Return each line of the records below that contains the string "sleeve", copied in full. Case counts when matching.
^^^^^^^^^^^^^^^^
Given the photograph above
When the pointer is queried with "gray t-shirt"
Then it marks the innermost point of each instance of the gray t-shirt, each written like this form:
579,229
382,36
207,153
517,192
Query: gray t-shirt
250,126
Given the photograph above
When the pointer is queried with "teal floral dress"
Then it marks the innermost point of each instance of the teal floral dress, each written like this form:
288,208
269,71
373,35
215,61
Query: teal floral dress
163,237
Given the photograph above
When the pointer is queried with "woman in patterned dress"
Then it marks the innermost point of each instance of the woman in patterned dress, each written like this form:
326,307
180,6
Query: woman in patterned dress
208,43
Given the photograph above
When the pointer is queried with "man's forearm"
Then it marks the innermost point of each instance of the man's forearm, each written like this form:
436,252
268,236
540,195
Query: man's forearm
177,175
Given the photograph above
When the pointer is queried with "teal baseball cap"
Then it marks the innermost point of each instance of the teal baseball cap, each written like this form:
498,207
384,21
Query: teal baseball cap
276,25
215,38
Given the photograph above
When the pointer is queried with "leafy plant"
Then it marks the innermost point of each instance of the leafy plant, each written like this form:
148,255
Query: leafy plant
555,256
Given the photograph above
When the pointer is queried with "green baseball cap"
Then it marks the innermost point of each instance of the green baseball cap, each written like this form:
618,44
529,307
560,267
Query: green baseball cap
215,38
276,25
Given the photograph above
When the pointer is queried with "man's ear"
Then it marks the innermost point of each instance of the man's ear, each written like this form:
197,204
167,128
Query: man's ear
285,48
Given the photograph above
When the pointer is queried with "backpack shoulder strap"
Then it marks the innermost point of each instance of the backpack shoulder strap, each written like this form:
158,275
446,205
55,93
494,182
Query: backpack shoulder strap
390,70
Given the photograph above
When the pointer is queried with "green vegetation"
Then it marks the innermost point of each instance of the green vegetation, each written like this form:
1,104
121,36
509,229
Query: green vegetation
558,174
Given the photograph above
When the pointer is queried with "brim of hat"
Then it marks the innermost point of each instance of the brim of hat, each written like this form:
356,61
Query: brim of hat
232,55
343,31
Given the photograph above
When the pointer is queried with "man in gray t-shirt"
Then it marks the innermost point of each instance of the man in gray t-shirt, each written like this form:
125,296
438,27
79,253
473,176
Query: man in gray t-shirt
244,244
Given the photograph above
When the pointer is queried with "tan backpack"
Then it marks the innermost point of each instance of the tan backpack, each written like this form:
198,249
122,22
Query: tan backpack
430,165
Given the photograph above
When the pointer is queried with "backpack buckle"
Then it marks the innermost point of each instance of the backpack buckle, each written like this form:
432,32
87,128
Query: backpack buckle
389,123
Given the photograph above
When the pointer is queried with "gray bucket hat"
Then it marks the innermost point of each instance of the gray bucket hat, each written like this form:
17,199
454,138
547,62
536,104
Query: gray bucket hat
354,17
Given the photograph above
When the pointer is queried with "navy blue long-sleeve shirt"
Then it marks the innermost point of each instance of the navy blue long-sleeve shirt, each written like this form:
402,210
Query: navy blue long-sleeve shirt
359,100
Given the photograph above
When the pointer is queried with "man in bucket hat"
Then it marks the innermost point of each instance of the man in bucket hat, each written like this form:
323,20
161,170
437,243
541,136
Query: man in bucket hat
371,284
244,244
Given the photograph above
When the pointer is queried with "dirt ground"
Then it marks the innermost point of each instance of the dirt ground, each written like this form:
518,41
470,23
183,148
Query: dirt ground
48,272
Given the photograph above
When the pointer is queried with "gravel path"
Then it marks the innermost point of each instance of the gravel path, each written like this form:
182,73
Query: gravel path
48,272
^^^^^^^^^^^^^^^^
# RESULT BELOW
When the pointer is queried with "navy blue long-sleeve shirt"
Then it marks the innermost point of each instance of the navy blue long-sleeve shirt, each written like this form:
Query: navy blue long-sleeve shirt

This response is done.